Only the lines that hold the word "panel" are wanted from this listing.

###

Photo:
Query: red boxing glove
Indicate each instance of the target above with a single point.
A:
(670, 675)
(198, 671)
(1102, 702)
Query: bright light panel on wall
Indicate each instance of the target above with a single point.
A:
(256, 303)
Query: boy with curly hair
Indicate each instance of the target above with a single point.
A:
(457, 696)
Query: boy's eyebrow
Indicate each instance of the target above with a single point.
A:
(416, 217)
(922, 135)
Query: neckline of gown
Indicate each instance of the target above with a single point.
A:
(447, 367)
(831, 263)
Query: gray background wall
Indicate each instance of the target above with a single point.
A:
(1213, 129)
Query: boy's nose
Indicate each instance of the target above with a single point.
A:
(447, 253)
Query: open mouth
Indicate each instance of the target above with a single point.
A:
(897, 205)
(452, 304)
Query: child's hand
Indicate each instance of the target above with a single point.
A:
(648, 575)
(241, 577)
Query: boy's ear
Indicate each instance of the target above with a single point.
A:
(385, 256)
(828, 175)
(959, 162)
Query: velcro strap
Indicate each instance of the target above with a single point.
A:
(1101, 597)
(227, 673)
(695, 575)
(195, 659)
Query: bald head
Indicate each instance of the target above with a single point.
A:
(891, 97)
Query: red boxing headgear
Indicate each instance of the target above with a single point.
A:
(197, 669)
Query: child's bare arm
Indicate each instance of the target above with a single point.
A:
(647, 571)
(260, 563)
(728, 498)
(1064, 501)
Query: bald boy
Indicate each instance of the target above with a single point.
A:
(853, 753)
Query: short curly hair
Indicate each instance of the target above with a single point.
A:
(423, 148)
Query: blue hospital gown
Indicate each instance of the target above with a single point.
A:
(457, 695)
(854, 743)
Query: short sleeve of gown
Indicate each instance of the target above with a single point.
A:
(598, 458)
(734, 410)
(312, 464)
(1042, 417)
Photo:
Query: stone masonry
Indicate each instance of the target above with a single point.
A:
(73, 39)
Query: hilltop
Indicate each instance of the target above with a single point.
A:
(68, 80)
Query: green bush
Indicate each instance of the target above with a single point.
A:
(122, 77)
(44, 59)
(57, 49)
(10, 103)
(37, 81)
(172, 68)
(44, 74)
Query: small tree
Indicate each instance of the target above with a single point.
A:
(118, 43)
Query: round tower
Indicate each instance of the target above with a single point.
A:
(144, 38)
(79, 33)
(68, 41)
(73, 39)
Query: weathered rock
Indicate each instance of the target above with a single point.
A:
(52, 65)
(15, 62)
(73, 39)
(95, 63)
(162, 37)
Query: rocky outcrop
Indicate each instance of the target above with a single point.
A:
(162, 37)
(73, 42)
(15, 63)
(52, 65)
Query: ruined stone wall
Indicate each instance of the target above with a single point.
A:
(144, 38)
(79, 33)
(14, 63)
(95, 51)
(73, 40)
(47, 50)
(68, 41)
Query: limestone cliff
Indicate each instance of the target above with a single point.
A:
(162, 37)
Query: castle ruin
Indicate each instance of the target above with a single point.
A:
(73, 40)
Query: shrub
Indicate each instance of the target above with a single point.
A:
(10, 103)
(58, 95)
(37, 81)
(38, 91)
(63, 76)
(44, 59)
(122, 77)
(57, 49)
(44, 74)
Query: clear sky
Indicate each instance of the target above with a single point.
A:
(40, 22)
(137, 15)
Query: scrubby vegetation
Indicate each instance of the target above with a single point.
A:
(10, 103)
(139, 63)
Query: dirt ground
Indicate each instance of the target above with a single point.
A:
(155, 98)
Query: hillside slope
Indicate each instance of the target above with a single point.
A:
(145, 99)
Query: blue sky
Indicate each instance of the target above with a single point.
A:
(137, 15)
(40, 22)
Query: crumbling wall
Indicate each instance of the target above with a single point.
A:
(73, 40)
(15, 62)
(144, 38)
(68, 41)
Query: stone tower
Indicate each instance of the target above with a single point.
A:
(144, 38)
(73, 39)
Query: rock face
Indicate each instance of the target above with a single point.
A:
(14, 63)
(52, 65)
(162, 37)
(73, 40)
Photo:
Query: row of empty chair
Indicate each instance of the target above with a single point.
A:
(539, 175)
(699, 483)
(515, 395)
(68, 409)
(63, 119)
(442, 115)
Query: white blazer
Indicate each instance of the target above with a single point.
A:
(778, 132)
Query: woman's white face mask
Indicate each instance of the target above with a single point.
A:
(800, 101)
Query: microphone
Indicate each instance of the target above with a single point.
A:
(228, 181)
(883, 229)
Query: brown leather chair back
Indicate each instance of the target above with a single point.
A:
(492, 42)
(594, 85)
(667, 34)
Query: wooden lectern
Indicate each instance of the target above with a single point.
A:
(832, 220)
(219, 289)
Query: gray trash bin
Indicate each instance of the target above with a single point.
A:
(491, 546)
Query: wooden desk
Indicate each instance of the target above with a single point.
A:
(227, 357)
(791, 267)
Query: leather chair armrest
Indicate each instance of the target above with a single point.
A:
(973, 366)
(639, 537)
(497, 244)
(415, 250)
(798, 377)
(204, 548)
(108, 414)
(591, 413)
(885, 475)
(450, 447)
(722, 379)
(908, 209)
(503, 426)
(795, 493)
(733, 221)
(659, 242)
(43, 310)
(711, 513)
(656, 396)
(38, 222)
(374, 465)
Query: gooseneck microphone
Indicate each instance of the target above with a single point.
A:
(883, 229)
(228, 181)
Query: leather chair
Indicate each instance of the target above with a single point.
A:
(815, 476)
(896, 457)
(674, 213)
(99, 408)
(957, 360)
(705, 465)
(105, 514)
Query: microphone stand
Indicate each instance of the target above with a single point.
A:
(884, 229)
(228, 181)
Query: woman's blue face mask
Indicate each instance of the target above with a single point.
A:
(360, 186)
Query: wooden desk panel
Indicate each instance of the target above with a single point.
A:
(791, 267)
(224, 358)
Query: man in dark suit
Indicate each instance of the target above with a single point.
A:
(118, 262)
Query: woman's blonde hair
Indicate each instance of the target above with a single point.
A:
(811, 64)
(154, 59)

###

# Task result
Query: bright light panel on wall
Query: wooden desk panel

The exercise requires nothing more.